WORK REQUEST: Each line from the one that contains "If you don't mind, please locate the water" down to the last line of the material should be retyped exactly as it stands.

INPUT DATA:
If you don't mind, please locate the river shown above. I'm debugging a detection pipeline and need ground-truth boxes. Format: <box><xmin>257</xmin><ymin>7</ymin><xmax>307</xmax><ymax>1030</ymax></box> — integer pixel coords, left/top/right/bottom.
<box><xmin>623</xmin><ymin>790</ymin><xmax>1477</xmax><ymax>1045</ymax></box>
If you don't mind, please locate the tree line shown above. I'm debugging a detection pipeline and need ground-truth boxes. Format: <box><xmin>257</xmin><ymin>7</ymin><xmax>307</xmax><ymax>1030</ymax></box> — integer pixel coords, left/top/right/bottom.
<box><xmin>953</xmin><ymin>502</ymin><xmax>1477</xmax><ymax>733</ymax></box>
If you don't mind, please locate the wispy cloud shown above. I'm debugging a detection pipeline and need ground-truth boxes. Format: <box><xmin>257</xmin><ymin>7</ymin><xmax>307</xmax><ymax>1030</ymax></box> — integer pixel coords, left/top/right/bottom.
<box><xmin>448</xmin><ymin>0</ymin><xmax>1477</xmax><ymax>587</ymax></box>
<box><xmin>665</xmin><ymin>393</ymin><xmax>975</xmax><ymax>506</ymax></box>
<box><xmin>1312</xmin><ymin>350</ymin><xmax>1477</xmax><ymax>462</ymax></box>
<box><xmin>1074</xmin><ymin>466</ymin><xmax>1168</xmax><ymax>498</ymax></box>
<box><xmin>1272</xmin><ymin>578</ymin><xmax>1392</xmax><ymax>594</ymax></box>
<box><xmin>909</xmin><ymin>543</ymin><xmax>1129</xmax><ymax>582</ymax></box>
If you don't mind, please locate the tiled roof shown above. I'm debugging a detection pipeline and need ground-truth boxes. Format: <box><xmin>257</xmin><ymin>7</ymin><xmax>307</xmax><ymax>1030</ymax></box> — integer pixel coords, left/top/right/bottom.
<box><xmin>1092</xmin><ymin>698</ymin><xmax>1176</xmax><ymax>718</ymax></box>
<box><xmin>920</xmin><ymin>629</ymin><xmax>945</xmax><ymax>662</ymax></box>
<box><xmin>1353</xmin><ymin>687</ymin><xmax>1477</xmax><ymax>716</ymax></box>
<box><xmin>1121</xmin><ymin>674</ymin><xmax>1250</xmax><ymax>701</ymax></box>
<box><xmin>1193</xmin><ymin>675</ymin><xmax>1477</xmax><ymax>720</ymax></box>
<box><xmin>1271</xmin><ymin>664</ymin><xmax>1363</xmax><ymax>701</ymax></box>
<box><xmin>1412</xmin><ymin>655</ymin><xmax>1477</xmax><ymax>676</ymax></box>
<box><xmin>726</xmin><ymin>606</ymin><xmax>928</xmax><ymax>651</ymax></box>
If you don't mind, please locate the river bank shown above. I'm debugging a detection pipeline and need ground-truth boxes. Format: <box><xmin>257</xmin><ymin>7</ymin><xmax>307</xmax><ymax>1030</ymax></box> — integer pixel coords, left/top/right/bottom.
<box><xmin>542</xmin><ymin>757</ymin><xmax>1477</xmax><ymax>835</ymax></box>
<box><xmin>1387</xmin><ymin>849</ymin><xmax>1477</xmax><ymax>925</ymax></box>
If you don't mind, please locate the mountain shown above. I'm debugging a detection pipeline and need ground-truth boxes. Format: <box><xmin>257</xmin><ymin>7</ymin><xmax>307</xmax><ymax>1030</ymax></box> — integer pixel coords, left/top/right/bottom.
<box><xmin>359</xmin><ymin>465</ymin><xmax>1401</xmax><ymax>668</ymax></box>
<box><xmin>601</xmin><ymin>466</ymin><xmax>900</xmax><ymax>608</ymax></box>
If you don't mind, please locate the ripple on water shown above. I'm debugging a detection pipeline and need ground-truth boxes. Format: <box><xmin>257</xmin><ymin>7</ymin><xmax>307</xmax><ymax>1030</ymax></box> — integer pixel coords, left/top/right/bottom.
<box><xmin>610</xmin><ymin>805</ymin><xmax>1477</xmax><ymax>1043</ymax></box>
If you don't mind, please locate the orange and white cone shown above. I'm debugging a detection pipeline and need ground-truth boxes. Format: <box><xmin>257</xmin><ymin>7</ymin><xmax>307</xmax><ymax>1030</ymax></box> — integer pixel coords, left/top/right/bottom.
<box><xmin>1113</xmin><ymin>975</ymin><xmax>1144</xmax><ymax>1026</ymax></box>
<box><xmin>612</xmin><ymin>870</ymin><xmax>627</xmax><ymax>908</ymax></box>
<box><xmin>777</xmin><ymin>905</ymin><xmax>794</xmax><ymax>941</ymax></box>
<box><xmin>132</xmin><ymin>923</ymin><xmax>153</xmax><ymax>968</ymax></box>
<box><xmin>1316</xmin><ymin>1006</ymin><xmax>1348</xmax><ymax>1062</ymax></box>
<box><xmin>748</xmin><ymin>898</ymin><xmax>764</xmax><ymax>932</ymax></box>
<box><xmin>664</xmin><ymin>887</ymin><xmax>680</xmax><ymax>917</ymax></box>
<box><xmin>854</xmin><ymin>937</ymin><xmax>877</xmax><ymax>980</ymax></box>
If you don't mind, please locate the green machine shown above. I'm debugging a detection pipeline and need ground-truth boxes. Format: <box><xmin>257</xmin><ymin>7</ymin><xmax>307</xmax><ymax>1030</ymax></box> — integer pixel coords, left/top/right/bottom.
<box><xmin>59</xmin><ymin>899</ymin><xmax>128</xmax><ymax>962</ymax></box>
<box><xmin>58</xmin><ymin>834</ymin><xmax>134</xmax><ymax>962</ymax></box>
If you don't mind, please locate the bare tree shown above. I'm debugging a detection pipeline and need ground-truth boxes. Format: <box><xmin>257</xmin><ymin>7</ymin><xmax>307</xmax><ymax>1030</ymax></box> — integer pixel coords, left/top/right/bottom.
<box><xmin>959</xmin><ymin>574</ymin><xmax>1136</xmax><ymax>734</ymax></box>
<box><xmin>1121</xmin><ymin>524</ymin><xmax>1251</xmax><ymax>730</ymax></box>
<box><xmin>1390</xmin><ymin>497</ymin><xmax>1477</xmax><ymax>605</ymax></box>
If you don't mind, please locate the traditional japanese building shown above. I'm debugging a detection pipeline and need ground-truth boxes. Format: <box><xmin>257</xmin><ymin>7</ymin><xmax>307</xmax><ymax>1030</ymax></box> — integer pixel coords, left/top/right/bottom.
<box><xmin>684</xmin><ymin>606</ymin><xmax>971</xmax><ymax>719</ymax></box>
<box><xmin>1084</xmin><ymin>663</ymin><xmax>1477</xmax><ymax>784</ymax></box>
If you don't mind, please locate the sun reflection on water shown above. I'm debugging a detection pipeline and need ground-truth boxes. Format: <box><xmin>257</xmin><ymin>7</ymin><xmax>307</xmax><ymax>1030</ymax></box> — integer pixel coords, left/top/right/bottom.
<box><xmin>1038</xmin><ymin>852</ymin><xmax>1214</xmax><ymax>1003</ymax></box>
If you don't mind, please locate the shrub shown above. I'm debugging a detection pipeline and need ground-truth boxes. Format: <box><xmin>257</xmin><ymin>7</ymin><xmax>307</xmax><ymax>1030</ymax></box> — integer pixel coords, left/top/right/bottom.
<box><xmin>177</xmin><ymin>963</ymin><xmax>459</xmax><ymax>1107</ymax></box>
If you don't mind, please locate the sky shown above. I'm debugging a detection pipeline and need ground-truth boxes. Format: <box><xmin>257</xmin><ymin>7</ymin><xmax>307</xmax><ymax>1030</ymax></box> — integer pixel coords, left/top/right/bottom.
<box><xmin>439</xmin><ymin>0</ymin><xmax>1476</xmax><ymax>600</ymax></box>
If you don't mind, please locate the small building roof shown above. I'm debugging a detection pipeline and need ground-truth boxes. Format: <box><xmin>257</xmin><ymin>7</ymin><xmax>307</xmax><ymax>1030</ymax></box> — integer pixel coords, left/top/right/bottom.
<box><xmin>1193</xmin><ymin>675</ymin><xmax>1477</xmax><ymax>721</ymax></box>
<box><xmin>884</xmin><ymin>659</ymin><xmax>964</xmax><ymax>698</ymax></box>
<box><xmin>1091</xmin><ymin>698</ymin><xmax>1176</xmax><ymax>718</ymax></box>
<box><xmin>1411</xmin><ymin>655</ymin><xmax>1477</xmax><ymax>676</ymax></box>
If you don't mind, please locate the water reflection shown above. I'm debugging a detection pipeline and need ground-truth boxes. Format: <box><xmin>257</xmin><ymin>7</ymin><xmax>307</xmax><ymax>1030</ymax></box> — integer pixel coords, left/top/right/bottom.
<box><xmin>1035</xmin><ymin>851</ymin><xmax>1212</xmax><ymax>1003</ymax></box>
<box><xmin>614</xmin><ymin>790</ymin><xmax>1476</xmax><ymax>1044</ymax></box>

OUTPUT:
If you don't mind, please locate the water reflection shown above. I'm debugging a detection pipeline and need ground-truth boxes. Format: <box><xmin>257</xmin><ymin>7</ymin><xmax>307</xmax><ymax>1030</ymax></box> — integer pixel coords, left/top/right/bottom.
<box><xmin>1035</xmin><ymin>851</ymin><xmax>1212</xmax><ymax>1003</ymax></box>
<box><xmin>614</xmin><ymin>790</ymin><xmax>1476</xmax><ymax>1044</ymax></box>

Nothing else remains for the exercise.